> [EXERCISE OBJECTIVE]:
Can you reproduce, character for character, the stretch of the records below from their very first line through the line containing "point(95, 209)", with both of those lines included and nothing else?
+===+
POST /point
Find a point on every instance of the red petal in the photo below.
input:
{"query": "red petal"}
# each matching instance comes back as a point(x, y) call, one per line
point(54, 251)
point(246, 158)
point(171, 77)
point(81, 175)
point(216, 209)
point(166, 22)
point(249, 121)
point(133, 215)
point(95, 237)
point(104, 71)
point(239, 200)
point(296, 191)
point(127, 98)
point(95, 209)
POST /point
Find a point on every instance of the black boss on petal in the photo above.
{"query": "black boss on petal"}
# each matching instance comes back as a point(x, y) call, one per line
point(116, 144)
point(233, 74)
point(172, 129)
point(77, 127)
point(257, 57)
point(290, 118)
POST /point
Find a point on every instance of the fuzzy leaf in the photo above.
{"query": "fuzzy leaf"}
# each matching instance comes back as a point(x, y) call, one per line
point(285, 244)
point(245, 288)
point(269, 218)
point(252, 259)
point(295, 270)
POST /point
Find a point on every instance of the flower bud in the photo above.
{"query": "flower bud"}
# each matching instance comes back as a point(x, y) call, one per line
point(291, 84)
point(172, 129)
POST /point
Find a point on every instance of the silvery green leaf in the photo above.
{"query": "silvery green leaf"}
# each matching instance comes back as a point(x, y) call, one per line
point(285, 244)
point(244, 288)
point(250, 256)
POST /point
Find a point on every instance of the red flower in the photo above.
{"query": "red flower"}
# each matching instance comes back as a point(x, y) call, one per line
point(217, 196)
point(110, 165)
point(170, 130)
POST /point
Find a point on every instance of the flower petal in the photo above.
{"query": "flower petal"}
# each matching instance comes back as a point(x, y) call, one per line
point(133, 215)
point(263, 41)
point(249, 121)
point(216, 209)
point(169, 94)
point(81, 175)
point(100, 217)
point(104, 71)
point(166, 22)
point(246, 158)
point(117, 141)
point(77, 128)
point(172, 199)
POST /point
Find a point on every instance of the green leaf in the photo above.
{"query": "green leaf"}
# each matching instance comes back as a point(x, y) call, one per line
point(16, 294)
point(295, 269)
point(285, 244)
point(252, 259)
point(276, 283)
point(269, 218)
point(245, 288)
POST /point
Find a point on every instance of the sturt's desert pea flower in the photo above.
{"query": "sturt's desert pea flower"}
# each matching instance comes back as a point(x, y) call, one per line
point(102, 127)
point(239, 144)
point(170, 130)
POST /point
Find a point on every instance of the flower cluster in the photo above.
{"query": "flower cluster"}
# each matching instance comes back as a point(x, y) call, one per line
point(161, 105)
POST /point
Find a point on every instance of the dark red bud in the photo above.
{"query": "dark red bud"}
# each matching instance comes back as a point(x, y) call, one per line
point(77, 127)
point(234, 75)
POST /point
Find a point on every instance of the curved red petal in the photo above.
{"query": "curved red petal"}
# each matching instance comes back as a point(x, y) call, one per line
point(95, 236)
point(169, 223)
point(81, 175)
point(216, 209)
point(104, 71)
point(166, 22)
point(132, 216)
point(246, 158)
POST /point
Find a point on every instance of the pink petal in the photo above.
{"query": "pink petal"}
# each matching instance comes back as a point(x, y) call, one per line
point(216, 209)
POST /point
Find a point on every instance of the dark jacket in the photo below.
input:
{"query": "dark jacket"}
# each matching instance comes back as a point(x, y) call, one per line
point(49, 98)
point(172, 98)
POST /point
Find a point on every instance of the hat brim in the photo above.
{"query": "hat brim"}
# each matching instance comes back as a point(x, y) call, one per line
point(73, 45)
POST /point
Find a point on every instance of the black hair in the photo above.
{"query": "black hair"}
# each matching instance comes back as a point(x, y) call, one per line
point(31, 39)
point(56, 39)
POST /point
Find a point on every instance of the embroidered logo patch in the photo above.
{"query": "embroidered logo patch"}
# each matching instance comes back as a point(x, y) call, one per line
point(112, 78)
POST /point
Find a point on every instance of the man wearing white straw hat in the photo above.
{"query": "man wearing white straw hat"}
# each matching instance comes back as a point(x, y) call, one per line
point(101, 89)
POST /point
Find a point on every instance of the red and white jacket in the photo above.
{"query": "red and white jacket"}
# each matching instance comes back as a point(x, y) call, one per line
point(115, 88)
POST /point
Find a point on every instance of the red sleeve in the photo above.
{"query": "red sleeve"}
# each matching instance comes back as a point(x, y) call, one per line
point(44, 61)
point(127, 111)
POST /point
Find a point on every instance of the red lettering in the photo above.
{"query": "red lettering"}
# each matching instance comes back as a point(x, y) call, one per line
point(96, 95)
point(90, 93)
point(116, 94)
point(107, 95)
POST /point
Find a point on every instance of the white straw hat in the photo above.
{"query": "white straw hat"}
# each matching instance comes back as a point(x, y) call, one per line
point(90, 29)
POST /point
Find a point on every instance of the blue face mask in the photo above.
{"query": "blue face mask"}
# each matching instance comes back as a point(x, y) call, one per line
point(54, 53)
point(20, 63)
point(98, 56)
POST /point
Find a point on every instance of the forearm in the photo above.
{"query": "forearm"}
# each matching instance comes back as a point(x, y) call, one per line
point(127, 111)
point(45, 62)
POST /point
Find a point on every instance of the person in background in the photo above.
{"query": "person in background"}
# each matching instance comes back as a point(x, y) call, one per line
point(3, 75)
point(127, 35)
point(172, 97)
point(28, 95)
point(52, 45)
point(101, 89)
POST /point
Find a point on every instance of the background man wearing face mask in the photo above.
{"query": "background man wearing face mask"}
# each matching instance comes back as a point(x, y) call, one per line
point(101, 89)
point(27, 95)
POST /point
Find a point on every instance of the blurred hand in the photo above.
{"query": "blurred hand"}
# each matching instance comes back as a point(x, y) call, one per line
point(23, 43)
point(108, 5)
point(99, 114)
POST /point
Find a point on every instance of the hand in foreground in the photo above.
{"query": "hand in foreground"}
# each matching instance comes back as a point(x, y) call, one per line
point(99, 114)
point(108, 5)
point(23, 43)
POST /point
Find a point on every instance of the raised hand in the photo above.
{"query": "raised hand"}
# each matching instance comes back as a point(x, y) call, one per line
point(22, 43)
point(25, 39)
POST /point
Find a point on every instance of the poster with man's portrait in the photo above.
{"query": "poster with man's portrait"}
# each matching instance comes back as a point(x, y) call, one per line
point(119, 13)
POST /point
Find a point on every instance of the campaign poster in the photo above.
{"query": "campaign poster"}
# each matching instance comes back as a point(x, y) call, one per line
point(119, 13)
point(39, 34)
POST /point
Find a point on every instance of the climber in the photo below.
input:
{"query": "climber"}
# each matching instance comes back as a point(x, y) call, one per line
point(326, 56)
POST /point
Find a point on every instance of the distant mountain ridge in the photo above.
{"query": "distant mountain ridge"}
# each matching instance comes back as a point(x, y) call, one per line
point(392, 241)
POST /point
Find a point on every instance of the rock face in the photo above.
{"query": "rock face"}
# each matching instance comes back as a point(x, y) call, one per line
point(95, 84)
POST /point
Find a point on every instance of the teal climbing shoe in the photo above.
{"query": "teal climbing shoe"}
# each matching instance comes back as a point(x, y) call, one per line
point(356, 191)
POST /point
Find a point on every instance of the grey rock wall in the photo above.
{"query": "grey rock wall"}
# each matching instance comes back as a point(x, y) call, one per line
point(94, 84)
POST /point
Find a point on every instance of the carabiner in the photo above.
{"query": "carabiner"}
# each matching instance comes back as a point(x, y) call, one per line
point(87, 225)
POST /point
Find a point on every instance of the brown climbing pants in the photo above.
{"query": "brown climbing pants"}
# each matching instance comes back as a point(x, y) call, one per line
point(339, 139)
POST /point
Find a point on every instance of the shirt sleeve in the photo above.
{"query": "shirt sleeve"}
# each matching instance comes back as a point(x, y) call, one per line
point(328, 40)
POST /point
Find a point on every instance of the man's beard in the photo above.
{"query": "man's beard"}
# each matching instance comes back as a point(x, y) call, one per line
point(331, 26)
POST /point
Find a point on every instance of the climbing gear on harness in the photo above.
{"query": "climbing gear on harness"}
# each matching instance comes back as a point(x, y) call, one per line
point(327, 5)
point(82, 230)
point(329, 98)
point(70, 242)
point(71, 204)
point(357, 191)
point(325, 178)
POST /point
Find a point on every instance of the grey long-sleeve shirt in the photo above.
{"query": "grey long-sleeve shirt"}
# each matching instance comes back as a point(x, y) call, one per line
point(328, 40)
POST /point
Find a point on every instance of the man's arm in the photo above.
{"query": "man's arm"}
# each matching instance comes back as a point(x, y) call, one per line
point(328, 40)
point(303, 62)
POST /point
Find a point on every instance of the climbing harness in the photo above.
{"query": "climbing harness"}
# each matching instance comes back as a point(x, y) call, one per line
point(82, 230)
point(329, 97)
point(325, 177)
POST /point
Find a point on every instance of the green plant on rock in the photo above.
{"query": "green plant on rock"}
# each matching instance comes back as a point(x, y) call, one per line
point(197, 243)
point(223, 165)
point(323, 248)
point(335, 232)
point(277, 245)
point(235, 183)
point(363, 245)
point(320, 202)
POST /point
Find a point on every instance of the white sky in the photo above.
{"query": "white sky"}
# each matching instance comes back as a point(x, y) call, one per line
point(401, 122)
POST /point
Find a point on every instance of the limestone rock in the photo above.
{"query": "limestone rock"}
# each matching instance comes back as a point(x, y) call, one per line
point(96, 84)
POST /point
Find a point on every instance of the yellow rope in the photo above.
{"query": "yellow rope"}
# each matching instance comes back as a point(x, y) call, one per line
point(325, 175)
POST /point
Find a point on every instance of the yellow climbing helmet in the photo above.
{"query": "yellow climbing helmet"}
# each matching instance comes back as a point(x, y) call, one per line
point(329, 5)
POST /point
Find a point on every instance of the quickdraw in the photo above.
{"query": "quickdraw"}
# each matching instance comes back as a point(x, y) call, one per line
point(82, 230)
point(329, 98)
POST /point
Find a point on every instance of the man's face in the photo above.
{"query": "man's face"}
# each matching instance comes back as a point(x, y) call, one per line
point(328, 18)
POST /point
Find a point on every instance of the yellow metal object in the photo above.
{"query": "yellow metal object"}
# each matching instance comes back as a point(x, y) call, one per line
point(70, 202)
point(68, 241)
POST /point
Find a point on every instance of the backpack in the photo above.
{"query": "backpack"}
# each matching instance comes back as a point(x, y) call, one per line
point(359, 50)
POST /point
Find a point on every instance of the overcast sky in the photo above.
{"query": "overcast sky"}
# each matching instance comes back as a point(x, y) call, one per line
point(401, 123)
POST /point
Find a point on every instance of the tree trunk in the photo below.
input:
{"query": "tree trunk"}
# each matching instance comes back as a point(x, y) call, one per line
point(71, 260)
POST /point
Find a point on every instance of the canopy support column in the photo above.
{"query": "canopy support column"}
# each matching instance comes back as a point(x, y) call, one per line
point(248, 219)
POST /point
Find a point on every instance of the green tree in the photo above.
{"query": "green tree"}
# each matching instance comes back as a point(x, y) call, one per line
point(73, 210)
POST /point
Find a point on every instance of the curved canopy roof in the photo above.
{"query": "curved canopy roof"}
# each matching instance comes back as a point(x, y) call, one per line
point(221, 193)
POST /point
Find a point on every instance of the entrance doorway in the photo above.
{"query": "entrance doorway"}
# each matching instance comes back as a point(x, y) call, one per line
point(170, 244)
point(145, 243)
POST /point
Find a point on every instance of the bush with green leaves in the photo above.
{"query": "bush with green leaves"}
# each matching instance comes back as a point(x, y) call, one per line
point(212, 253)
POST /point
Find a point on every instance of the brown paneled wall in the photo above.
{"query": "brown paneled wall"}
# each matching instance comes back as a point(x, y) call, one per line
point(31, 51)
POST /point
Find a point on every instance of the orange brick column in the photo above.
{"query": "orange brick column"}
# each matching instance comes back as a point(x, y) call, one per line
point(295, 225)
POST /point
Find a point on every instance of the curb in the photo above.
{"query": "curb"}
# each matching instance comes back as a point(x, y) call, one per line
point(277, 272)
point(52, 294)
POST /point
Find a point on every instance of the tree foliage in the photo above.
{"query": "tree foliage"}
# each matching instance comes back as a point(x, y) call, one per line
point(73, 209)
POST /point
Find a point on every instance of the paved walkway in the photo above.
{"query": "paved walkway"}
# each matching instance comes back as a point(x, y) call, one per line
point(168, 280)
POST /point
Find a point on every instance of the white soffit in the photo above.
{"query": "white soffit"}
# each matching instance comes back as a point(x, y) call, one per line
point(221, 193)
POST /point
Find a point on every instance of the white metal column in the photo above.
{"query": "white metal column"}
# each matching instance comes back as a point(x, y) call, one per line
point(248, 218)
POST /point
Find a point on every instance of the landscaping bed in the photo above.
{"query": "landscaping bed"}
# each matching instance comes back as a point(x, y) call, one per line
+===+
> [THE ANSWER]:
POST /point
Find a point on every instance of the red petal in the photo below.
input:
{"query": "red petal"}
# each matching instance comes back as a point(x, y) call, one per line
point(54, 251)
point(246, 158)
point(171, 77)
point(81, 175)
point(216, 209)
point(166, 22)
point(249, 121)
point(133, 215)
point(95, 237)
point(104, 71)
point(239, 200)
point(296, 191)
point(127, 98)
point(95, 209)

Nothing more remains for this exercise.